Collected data

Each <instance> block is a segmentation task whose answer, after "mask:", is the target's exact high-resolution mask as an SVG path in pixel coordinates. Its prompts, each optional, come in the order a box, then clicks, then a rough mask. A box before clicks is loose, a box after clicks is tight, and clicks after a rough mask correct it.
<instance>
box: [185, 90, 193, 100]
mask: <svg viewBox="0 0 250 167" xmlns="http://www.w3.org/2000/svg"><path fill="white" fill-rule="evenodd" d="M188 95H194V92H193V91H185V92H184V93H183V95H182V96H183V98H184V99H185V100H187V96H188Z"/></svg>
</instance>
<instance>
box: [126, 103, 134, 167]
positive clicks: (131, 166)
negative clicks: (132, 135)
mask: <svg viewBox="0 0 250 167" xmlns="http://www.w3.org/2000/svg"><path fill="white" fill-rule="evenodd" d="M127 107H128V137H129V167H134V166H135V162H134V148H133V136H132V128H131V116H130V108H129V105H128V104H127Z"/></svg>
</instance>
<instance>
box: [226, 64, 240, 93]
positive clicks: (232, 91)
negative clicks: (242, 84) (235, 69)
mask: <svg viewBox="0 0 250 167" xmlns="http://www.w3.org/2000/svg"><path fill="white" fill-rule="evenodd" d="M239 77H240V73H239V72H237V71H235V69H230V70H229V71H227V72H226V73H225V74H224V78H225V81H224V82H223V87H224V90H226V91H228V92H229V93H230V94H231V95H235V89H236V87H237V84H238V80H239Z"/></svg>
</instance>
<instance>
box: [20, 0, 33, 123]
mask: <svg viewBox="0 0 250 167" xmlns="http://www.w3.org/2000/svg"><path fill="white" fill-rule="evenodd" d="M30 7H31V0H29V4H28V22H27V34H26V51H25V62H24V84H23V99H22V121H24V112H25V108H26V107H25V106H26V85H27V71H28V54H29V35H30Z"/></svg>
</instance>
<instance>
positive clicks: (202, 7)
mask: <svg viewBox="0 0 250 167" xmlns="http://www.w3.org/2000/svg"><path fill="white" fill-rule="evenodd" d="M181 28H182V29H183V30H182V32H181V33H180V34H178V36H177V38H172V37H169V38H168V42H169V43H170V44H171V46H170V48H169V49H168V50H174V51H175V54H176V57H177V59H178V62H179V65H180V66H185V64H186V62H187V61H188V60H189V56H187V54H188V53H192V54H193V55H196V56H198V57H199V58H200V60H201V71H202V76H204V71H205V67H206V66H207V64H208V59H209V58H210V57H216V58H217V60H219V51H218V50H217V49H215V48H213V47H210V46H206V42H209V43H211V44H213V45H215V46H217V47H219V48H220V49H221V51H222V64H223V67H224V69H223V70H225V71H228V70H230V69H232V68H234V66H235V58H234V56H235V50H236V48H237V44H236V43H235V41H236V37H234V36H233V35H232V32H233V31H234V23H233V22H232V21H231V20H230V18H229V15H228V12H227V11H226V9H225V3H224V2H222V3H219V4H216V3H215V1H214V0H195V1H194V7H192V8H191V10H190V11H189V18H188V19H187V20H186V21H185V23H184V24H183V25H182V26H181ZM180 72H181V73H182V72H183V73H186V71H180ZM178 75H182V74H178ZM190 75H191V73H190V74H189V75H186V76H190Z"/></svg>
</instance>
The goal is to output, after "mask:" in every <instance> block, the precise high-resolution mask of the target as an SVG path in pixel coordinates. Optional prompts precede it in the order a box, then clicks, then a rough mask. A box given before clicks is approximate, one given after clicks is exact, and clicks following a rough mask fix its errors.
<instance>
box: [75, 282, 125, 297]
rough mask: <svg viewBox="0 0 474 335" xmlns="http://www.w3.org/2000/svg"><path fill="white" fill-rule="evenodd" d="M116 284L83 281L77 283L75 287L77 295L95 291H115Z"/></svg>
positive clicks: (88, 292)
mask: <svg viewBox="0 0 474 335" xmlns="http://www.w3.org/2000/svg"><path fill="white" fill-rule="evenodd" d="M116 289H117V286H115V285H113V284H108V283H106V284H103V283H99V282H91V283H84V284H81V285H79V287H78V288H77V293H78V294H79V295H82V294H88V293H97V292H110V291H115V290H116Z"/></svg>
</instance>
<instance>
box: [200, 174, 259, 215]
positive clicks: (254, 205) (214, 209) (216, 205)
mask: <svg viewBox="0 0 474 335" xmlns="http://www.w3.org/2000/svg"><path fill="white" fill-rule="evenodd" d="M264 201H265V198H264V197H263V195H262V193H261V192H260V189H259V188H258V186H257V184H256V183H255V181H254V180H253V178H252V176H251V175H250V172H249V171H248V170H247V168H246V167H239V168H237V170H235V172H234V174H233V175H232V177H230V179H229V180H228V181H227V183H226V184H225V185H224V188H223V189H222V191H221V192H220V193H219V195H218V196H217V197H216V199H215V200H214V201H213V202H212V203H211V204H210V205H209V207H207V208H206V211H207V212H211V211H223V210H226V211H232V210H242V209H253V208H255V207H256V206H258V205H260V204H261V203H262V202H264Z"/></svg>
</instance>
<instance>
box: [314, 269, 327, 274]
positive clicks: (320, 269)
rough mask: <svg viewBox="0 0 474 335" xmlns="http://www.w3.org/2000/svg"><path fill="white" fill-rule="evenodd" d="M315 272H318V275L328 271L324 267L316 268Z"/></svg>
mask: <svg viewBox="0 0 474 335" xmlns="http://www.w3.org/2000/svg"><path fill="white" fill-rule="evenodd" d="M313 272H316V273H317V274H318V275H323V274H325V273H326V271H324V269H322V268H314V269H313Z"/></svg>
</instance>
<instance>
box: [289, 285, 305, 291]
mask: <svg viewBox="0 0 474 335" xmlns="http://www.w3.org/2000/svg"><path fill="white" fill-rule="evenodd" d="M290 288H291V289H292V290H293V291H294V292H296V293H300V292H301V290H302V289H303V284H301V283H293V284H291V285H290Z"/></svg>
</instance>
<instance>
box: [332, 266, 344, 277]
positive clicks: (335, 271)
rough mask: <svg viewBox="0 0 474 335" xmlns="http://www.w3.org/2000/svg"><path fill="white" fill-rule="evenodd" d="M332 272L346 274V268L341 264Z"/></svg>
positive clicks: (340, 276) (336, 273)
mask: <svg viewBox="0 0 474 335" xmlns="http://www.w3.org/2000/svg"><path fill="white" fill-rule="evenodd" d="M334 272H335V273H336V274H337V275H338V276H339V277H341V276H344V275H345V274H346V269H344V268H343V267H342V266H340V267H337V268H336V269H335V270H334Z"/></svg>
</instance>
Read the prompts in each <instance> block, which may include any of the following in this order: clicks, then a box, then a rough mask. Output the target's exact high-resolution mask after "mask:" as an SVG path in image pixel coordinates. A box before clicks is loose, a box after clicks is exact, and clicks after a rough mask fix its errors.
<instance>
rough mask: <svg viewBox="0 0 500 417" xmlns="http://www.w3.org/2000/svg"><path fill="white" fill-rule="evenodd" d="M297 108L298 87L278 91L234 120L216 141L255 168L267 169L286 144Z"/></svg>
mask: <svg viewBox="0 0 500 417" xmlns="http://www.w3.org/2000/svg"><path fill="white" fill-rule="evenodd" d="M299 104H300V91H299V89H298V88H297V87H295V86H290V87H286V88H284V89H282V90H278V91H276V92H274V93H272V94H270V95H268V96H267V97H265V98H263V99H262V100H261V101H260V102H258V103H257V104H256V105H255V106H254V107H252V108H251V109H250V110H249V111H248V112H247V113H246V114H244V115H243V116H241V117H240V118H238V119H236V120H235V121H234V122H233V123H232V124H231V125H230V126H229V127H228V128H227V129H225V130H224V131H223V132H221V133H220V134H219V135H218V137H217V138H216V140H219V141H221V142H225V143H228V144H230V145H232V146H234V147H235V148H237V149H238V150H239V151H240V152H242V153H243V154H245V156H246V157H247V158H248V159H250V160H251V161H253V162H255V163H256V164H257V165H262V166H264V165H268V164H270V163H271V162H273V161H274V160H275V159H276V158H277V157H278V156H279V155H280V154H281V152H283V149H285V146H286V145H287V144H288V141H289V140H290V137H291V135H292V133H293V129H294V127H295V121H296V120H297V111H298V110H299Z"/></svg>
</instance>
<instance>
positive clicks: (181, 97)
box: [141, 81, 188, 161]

TASK:
Can you repeat, word for word, every line above from the one containing "box: [75, 282, 125, 297]" down to the one containing "positive clicks: (320, 269)", including both?

SOLUTION TO THIS PROBLEM:
box: [75, 282, 125, 297]
rough mask: <svg viewBox="0 0 474 335" xmlns="http://www.w3.org/2000/svg"><path fill="white" fill-rule="evenodd" d="M116 284L83 281L77 283L75 287L77 295L95 291H115Z"/></svg>
positive clicks: (88, 292)
mask: <svg viewBox="0 0 474 335" xmlns="http://www.w3.org/2000/svg"><path fill="white" fill-rule="evenodd" d="M116 289H117V286H115V285H113V284H108V283H106V284H103V283H99V282H91V283H84V284H81V285H79V287H78V288H77V293H78V294H79V295H82V294H88V293H97V292H110V291H115V290H116Z"/></svg>
</instance>
<instance>
box: [200, 174, 259, 215]
positive clicks: (254, 205) (214, 209) (216, 205)
mask: <svg viewBox="0 0 474 335" xmlns="http://www.w3.org/2000/svg"><path fill="white" fill-rule="evenodd" d="M264 201H265V198H264V197H263V195H262V193H261V192H260V189H259V188H258V186H257V184H256V183H255V181H254V180H253V178H252V176H251V175H250V172H249V171H248V170H247V168H246V167H239V168H237V170H235V172H234V174H233V175H232V177H230V179H229V180H228V181H227V183H226V184H225V185H224V188H223V189H222V191H221V192H220V193H219V195H218V196H217V197H216V199H215V200H214V201H213V202H212V203H211V204H210V205H209V207H207V208H206V211H207V212H211V211H223V210H226V211H232V210H242V209H253V208H255V207H256V206H258V205H260V204H261V203H262V202H264Z"/></svg>
</instance>
<instance>
box: [314, 269, 327, 274]
positive clicks: (320, 269)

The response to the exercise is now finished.